#### Data rows
* begin *

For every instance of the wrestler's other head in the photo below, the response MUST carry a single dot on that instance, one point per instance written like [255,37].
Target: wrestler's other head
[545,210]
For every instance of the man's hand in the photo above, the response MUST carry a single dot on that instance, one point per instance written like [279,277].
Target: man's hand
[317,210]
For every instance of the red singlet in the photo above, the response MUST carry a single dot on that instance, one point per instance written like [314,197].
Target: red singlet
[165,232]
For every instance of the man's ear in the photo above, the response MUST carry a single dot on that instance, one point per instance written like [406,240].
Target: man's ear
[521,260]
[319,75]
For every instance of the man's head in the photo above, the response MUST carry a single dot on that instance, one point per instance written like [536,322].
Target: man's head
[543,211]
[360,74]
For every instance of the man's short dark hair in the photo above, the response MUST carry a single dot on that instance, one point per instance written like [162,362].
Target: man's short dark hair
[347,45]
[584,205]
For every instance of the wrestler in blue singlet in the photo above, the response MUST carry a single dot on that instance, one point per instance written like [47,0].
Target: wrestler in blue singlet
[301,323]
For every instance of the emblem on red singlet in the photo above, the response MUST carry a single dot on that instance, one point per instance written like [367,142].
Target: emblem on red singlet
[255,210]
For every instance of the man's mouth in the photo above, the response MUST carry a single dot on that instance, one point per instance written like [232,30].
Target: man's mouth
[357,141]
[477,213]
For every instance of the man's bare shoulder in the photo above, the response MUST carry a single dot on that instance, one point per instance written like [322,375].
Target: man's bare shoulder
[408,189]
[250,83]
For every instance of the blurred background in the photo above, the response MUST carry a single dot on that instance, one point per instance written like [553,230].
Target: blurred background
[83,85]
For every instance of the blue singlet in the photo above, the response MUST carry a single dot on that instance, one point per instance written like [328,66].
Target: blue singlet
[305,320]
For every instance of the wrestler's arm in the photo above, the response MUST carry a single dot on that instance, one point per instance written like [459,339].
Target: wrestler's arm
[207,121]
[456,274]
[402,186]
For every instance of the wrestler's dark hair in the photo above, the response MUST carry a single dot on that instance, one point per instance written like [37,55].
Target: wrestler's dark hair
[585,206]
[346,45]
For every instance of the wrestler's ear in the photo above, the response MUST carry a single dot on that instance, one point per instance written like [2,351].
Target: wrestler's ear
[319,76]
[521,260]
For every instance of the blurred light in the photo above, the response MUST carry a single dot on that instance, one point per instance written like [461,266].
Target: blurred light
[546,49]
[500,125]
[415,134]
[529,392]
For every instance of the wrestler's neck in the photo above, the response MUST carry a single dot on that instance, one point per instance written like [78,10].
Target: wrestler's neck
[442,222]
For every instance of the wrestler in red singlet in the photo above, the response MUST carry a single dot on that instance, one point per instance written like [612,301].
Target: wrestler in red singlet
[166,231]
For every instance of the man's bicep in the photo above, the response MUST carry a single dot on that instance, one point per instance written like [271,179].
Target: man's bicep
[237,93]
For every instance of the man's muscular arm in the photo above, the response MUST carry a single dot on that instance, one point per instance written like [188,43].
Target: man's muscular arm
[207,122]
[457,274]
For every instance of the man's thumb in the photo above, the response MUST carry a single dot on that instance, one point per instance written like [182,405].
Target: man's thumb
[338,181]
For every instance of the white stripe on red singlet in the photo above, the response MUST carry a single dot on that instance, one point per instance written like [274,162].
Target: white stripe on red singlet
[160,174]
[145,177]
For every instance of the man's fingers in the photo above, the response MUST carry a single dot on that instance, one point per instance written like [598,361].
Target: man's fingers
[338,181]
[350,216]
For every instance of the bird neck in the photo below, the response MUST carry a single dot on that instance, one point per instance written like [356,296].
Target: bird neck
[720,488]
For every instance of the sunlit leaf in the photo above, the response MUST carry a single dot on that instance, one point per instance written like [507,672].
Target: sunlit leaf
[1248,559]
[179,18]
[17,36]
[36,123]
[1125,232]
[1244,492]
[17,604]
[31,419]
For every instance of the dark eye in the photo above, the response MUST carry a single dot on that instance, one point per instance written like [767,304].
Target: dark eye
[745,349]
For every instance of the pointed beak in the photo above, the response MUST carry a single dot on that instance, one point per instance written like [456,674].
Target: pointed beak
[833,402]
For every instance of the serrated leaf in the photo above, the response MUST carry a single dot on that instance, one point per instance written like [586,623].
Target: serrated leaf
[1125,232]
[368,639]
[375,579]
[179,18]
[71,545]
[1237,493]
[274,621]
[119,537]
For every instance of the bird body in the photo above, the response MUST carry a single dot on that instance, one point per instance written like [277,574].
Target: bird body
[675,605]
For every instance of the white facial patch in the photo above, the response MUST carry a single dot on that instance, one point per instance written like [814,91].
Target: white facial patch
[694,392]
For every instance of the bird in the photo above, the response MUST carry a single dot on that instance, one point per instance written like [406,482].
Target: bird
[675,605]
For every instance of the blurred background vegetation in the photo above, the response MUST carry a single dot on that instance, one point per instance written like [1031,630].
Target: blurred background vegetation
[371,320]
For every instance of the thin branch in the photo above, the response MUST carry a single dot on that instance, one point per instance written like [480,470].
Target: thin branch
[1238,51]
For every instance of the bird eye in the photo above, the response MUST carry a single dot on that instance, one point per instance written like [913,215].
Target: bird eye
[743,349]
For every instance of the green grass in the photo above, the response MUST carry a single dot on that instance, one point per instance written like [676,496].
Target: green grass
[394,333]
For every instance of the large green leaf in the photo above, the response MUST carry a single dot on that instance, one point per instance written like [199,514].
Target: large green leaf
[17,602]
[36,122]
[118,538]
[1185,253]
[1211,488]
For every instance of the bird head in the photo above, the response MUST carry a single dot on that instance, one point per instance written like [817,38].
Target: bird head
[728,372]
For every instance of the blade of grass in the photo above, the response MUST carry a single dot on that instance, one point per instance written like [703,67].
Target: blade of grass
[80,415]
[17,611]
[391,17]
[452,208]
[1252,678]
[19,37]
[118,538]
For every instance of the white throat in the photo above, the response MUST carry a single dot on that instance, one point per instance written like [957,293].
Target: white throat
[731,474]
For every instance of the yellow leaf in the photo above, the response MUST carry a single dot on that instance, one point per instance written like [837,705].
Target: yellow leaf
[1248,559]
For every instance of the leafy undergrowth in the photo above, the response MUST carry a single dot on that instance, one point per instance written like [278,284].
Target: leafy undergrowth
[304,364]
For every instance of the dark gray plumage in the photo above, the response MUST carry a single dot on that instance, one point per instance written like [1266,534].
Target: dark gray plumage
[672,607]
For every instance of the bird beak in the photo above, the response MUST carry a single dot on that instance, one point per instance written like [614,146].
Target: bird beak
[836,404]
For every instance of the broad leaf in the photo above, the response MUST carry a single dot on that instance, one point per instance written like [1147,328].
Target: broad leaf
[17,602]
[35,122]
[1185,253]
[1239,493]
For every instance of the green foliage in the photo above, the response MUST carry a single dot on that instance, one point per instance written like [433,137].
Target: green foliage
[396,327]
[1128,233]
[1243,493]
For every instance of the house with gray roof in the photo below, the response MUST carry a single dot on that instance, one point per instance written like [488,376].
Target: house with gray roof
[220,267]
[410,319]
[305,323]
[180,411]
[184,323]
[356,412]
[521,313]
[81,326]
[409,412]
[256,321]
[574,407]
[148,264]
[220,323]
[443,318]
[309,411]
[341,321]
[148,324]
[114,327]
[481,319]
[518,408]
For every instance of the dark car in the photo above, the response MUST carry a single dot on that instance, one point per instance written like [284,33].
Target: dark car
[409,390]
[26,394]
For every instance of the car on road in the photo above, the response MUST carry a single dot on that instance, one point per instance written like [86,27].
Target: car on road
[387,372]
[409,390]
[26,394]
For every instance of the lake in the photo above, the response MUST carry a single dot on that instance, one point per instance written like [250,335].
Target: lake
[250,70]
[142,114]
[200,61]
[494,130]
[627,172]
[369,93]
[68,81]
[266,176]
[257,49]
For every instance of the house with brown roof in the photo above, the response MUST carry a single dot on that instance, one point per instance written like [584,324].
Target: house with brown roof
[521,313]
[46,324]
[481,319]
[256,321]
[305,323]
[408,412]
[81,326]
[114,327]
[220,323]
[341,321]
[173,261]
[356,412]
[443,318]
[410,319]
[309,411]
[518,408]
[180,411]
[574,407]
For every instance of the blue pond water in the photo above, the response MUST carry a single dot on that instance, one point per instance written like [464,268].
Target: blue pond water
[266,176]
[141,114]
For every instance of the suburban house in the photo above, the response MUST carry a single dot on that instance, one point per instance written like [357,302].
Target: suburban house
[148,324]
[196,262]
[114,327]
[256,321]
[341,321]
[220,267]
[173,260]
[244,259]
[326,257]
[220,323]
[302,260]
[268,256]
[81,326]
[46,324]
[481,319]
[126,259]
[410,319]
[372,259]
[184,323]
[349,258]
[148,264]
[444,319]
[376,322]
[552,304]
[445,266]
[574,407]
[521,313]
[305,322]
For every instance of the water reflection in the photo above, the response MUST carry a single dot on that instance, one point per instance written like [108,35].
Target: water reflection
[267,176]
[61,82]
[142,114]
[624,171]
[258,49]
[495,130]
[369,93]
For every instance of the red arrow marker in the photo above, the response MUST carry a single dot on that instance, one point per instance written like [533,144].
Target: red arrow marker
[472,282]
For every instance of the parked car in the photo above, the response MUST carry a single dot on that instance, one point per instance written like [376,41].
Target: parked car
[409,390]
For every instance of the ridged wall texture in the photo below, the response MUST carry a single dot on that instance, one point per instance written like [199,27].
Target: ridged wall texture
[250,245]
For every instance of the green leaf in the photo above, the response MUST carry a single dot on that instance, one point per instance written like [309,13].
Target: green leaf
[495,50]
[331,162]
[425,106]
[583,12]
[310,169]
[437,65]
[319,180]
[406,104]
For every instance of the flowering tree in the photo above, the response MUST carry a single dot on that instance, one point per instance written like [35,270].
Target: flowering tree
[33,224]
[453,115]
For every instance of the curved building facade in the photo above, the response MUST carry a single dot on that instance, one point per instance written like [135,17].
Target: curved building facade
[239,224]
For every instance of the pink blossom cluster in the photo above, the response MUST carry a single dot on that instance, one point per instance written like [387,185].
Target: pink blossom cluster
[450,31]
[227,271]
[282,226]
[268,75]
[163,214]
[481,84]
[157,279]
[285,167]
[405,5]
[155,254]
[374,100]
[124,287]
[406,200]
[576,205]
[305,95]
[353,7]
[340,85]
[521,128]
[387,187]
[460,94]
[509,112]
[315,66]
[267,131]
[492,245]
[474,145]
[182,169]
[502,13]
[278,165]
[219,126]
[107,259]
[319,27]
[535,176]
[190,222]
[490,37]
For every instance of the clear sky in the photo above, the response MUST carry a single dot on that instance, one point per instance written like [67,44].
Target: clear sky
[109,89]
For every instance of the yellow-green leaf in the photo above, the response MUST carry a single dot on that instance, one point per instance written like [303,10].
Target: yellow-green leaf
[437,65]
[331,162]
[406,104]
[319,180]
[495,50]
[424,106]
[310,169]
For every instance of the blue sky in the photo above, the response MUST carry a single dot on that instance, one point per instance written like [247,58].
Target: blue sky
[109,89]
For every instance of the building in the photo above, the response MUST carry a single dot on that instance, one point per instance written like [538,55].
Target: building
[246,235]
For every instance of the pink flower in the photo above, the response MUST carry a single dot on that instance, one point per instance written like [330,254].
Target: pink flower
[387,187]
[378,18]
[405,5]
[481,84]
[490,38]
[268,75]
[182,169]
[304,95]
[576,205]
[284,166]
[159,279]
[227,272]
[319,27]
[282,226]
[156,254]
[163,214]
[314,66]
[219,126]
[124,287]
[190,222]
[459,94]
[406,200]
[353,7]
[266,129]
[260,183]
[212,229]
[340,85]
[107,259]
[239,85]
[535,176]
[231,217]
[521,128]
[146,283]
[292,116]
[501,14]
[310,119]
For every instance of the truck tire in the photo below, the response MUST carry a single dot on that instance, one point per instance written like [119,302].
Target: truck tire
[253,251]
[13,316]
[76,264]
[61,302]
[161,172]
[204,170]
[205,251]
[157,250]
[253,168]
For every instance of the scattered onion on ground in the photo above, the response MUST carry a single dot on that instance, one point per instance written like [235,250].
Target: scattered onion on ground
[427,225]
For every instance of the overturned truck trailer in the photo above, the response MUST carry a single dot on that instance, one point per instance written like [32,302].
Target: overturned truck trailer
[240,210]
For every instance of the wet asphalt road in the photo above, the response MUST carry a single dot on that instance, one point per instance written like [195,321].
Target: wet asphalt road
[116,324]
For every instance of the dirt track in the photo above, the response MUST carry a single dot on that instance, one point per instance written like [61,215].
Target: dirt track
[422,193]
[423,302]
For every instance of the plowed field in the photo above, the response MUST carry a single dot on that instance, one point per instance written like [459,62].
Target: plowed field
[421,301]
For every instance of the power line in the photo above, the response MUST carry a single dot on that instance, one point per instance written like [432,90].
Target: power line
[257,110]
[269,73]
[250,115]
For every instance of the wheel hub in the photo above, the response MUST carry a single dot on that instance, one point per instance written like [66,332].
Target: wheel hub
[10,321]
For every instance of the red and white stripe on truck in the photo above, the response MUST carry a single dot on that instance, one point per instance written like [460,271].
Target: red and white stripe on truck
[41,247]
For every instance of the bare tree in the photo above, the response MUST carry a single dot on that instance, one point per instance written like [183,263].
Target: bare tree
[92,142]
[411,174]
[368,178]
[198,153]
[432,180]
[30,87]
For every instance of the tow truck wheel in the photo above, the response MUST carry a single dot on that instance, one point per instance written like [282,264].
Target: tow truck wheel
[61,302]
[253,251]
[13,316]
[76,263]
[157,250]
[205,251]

* end *

#### What you will do
Copy out the lines starting at the one containing "For every instance of the red and" and ending with the last line of the entries. Include nothing else.

#### Task output
For every instance of the red and white stripe on truck in the photo above, the response MUST carry a single dot on that instance, one point per instance written like [460,271].
Target: red and white stripe on truck
[41,247]
For every instance of the bare tree in the photo above, the response MUST carry a single dot on that instance, one point per instance written like [183,263].
Target: bare tree
[92,142]
[411,174]
[368,178]
[198,153]
[432,180]
[30,87]
For every instance of the tow truck wheel in the photo above, the response MUST carry a single dot on that instance, one point per instance written like [282,264].
Target: tow truck wheel
[61,302]
[253,251]
[13,316]
[76,263]
[157,250]
[205,251]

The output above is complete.